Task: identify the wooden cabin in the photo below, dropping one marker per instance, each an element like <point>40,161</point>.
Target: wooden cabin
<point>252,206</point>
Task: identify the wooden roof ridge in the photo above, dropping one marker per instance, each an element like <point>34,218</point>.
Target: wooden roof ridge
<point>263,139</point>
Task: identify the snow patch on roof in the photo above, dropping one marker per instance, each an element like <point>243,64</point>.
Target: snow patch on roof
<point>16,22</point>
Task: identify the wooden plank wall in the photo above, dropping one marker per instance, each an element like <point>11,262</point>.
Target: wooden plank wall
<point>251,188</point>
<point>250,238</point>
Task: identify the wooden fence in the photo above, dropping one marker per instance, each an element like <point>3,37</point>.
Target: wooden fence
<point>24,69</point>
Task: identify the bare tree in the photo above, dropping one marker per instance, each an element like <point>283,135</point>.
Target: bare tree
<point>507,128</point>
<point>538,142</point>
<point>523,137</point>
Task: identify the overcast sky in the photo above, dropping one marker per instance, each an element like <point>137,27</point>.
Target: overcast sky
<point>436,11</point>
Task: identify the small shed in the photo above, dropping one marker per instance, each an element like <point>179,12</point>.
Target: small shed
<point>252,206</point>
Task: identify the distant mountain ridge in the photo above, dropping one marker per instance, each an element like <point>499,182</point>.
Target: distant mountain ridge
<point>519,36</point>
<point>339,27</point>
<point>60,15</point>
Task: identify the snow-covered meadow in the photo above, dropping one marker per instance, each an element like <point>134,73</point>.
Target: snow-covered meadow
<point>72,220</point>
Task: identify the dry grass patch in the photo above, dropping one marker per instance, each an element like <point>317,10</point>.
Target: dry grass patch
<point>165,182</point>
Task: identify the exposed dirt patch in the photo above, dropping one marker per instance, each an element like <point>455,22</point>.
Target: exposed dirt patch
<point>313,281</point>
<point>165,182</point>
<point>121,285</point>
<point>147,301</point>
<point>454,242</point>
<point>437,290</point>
#####
Every record should be repeated exactly; please leave none out.

# TASK SOLUTION
Task: identify the wooden cabin in the photo below, dropping one marker per instance, each an element like <point>40,161</point>.
Target: wooden cabin
<point>252,206</point>
Task: identify the wooden roof ridge in the photo above, dropping one marker per instance, each an element like <point>34,218</point>.
Target: wooden roof ridge
<point>263,139</point>
Task: identify the snow patch on roof in the photo above, dropping one marker per instance, each an element like <point>243,64</point>.
Target: snow patch on roof
<point>16,22</point>
Task: identify the wooden plank wall in the photo above, dropping one marker per instance, each an element like <point>11,262</point>.
Target: wooden plank wall
<point>251,188</point>
<point>250,238</point>
Task: identify the wooden fence in the photo above, dropping one marker per instance, each an element like <point>3,37</point>.
Target: wooden fence
<point>24,69</point>
Task: identify the bare tree in the photo above, dropping one marker per instance, each an element like <point>283,135</point>.
Target: bare tree
<point>507,128</point>
<point>538,142</point>
<point>523,137</point>
Task: identify the overcast sky in the photo above, dropping one marker per instance, each an element like <point>137,27</point>.
Target: overcast sky
<point>436,11</point>
Task: identify the small shed in the photo above, dropping one marker per instance, each an element like <point>179,12</point>.
Target: small shed
<point>252,206</point>
Task: identify the distant mountain ridge in the photo above, dropping one marker per instance, each an element like <point>499,182</point>.
Target: distant mountain ridge
<point>519,36</point>
<point>339,27</point>
<point>60,15</point>
Task: identify the snow-covered meadow in the photo above, dropping one marker per instance, each an element like <point>134,73</point>.
Target: snow-covered meadow
<point>72,220</point>
Task: identify the dry grass patch in the photo above, dropping one marker per instance, each an element like <point>317,10</point>.
Target: dry grass patch
<point>165,182</point>
Task: identify the exposed dirt patch in the photo above, dropping one marker per instance, each an element like <point>455,22</point>.
Target: exposed dirt patch
<point>313,281</point>
<point>165,182</point>
<point>121,285</point>
<point>147,301</point>
<point>454,242</point>
<point>437,290</point>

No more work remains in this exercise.